#### EXERCISES
#1 List every country that the essay on fascism, racism, and economics names.
#2 Please continue the essay on fascism, racism, and economics, starting after its last sentence.

#### DOCUMENT SEGMENT

:::::

Monday, January 20, 2020

Fascism, Poverty, Racism, Economics

(This piece, on the relationship of supremacism and classism, was completed, appropriately, on Martin Luther King, Jr's birthday. It was updated eight days afterwards to emphasize that racism comes before reactions to economic oppression and to add an omitted word.)

One of the on-going ideological disputes during recent US elections has been over the relationship between racism and economics, with some factions claiming racism precedes economic oppression, other factions claiming economic oppression precedes racism, and yet other factions claiming that racism and economic oppression are intertwined. I have spent more than a little time (yet not enough) researching and meditating on this and have the following thoughts.
The Great Depression helped sweep the Nazis into power in Germany, but fascism existed prior to the Great Depression. The original Fascists came to power in Italy in the early 1920s. World War I debt was a factor in the rise of the Italian Fascists, but more important seems to have been nationalism and revanchism, resentment at being shorted at Versailles. A parallel can be drawn with the racist terrorist movement that followed the US Civil War, leading to the establishment of segregation in the USA. So, also in Germany, and throughout Europe. We can also draw a parallel with the suppression of Islam in India and China, both experiencing unprecedented prosperity and yet with reactionary authoritarian governments.
One of the many ironies of fascism is that, while it claims to bring prosperity, it actually impoverishes, even most of the people who support it. One thinks of the US South, dominated by segregation and yet direly poor. To the rulers of the South, maintaining white supremacism was more important than raising the region out of poverty. The elite Southern planters were poor compared to the Northern industrialists of the Gilded Age, and most Southern whites were only marginally better-off than Southern blacks, and it was the effort of maintaining the system of segregation that kept the South poor. This was true in interwar Italy and Germany as well: fascism raised up new ruling elites, but only a little above the mass of society, and left the whole of society far worse off than it could otherwise have been. I doubt matters were better in the other 1930s fascist states or are better in current India and China. Oppression is expensive.
So what is one to think? It is true that the impulse to fascism is pre-existing, and reactionary authoritarianism can break out in prosperity as well as poverty. India and China have never before been so rich, and yet they are dominated by reactionary authoritarians. In interwar Europe, on the other hand, bad economic conditions empowered reactionary authoritarians. So I conclude that racism and economic oppression may be, but are not always, intertwined, and that racism precedes economic oppression. In the current USA, which after all sparked this post, I would say also they are intertwined. The current US reactionary movement saw its rise with the election of Ronald Reagan as President, and both racism and class warfare were the motivations. There was and is a clear desire to reestablish a class system in the USA and at the same time a desire to wipe out the gains women and African-Americans had made in the 1960s and 1970s. The program is on-going, with the Trump administration, the Republican leadership, and the Supreme Court majority continuing to further its goals.

:::::

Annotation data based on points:
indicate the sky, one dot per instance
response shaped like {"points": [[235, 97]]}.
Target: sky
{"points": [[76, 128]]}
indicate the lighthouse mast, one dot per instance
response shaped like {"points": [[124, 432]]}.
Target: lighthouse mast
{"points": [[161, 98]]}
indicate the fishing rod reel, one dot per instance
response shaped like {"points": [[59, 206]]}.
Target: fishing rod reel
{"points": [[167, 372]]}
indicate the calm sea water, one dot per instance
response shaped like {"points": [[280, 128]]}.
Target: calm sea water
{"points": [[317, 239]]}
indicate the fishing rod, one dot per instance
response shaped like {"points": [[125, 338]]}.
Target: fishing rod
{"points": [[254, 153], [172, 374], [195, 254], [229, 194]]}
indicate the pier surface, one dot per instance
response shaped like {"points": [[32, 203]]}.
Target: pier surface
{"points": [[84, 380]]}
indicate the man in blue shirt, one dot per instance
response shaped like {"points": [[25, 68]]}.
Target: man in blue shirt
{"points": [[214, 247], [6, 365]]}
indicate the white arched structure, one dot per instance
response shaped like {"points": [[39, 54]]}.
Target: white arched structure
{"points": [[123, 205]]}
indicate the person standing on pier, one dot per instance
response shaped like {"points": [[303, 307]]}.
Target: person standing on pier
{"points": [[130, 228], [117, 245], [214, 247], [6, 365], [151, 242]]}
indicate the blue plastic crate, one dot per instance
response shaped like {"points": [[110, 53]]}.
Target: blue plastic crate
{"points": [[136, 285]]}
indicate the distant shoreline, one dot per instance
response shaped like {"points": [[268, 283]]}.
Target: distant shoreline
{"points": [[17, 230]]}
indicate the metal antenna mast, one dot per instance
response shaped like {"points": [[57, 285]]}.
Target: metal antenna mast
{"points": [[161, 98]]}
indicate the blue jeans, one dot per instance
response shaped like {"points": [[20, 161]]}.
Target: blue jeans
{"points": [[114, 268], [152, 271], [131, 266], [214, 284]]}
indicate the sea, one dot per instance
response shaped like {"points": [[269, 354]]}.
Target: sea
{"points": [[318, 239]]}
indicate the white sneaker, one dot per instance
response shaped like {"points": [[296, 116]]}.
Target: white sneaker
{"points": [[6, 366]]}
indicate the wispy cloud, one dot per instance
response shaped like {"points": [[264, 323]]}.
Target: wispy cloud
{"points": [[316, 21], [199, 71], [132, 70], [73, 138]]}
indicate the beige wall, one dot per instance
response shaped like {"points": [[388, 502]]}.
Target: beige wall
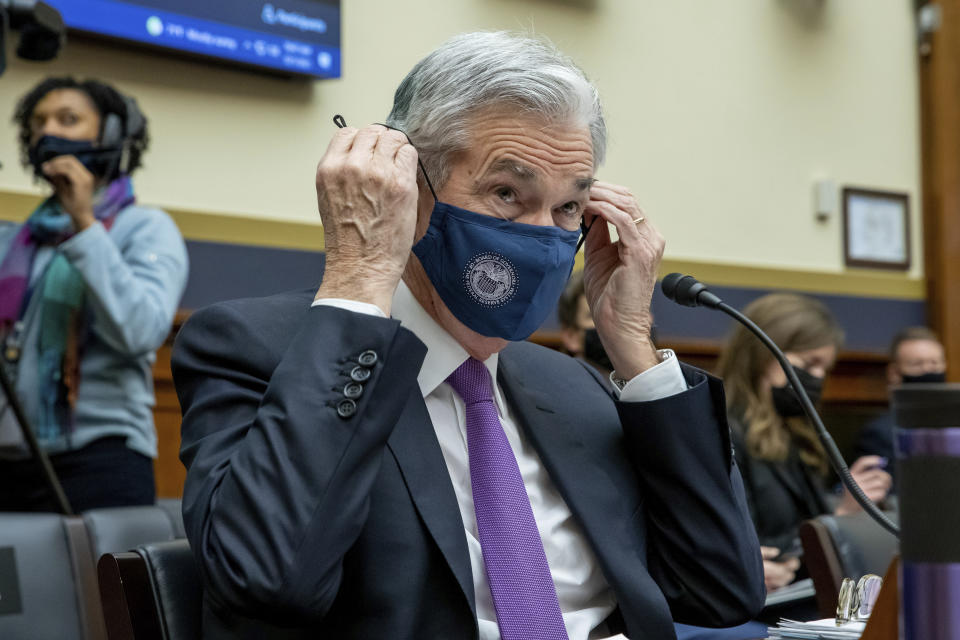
{"points": [[721, 113]]}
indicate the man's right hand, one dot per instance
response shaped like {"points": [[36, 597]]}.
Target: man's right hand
{"points": [[367, 196]]}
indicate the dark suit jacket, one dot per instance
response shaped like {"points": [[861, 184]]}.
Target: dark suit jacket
{"points": [[876, 439], [349, 527], [781, 495]]}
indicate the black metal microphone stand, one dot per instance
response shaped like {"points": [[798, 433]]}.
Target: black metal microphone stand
{"points": [[38, 454]]}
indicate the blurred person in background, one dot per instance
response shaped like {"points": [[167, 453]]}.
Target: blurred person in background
{"points": [[783, 463], [578, 334], [89, 285], [916, 356]]}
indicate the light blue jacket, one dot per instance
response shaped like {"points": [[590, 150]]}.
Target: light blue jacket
{"points": [[135, 275]]}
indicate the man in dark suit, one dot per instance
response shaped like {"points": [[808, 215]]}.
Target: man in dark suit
{"points": [[385, 458], [916, 356]]}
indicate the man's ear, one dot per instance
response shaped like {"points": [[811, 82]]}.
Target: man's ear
{"points": [[425, 204]]}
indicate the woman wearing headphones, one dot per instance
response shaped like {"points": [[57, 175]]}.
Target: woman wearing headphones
{"points": [[88, 289]]}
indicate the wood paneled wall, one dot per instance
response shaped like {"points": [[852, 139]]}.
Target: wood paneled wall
{"points": [[940, 139]]}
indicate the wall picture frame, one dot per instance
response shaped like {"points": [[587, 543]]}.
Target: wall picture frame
{"points": [[876, 229]]}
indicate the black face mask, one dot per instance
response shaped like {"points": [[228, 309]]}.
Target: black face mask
{"points": [[593, 350], [100, 161], [786, 402], [924, 378]]}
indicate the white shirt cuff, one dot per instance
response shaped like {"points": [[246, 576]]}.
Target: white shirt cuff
{"points": [[658, 382], [351, 305]]}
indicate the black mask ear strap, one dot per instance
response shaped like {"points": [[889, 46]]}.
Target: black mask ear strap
{"points": [[340, 122], [584, 230]]}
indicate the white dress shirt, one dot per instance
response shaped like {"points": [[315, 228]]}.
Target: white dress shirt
{"points": [[586, 599]]}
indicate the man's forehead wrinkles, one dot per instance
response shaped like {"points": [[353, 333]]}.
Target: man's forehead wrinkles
{"points": [[519, 169]]}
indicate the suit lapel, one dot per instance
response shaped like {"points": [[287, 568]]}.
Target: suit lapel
{"points": [[592, 474], [414, 446]]}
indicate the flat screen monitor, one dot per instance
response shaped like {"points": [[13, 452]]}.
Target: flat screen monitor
{"points": [[299, 37]]}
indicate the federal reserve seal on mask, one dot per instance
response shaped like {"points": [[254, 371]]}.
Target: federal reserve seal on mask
{"points": [[490, 279]]}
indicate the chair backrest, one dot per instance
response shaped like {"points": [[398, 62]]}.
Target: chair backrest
{"points": [[173, 509], [838, 547], [47, 579], [153, 593], [123, 528]]}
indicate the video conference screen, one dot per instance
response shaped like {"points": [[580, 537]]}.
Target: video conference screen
{"points": [[291, 36]]}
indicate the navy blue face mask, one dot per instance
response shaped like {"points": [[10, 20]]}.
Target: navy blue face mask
{"points": [[100, 161], [499, 278]]}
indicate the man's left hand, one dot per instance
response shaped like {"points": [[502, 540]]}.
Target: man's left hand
{"points": [[620, 277], [74, 186]]}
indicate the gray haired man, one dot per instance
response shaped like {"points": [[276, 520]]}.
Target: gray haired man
{"points": [[386, 458]]}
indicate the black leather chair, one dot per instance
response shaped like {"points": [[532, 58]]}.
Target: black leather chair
{"points": [[838, 547], [153, 593], [48, 586]]}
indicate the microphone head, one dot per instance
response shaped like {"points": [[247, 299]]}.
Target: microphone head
{"points": [[677, 287], [688, 291], [669, 285]]}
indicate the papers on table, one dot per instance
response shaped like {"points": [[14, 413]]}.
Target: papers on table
{"points": [[817, 630]]}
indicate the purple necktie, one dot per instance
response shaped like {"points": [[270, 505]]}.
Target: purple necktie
{"points": [[517, 569]]}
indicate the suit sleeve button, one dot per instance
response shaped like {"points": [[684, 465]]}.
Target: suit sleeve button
{"points": [[346, 408], [360, 374]]}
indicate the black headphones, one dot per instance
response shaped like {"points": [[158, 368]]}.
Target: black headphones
{"points": [[119, 130]]}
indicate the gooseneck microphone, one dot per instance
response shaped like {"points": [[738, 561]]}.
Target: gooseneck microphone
{"points": [[690, 292]]}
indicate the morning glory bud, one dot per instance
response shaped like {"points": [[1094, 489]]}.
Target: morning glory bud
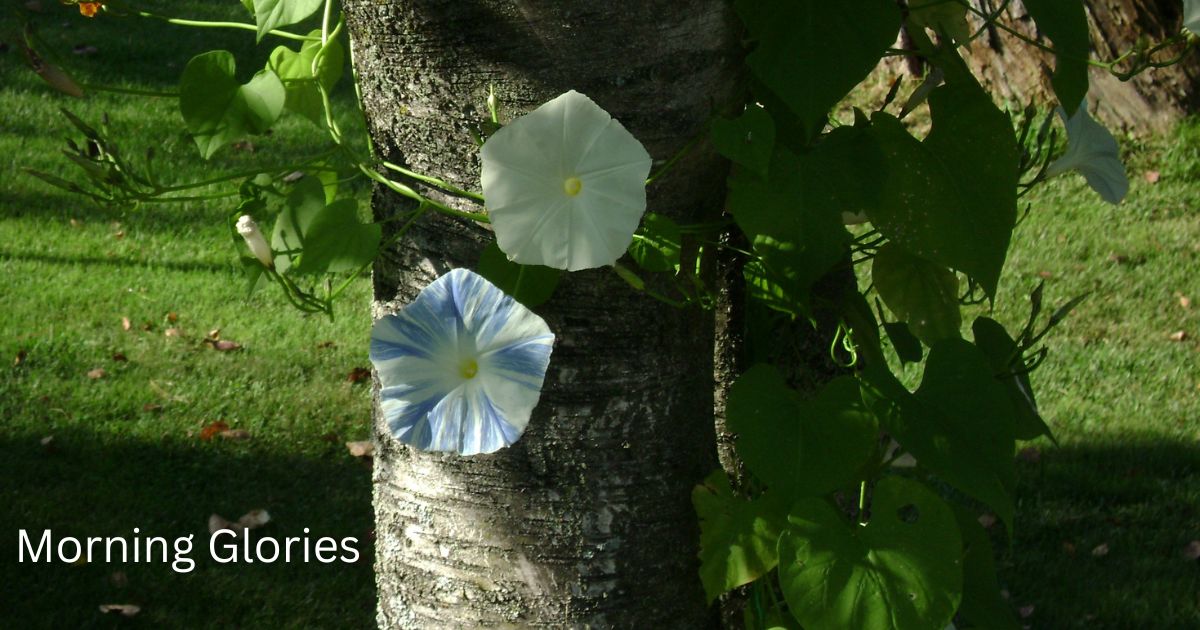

:::::

#### RESULTS FOR EACH TASK
#1 USA, Germany, Italy, India, China

#2
What is to be done? In the USA, no major party or Presidential candidate is addressing racism directly. It is impossible for a politician on the national stage to do so without a cost in credibility. When Hillary Clinton spoke of the matter in her “Two Baskets” speech, she was roundly pilloried. The rise of the Nazis and their racist violence in 1930s Germany informs Bernard Sanders’s speeches, yet he speaks subtly, and he does so because directness is impossible. None of the current crop of Presidential hopefuls have done well at this; perhaps Juli├ín Castro did best. He has dropped out of the race and endorsed Elizabeth Warren. Perhaps he will yet influence her campaign and Presidency.
I am reminded yet again of how slavery could not be mentioned in public political discourse during the antebellum period. To mention the issue on the floor of the House of Representatives was to invite censure, if not a challenge to a duel. In like manner, we now cannot publicly speak of the radical right, white supremacism, racism, or sexism without challenge, harassment, and perhaps even violence. The wealthy and powerful, partly out of racism and partly out of greed, have sown the wind and are now reaping the whirlwind. I think we are in a time similar to the end of the Reconstruction, when the vast gains African-Americans made were largely wiped away by terrorism and the failure of the Federal government to protect their civil rights. Chattel slavery was outlawed, but the brutal class system of segregation replaced it.
The loss is not yet complete. Women, African-Americans, and other marginalized groups are not willingly ceding the civil rights gained in the 1960s and 1970s. People are fighting to preserve the social insurance programs developed in that period, as well as the Affordable Care Act. The outcome remains in doubt, and there is a new factor: the consequences of environmental destruction, especially global warming.
It is important, therefore, to protect ourselves and preserve what we can. If we lose the Federal government, we must claim states rights. If we regain the Federal government, we must work to retake lost ground. I do not believe we will be able to buy off the whirlwind; the racists are not going to be satisfied with better economic conditions. We must fight, for the consequences of loss are too awful to contemplate.

2 comments:

mike w. said...

Italy didn't lose the Great War, it was on the winning side. However Italy suffered massive casualties and incurred huge debts in the war and felt slighted by its allies in the distribution of reparations in the Versailles Treaty.

Raven Onthill said...

Ooof! I'll correct that.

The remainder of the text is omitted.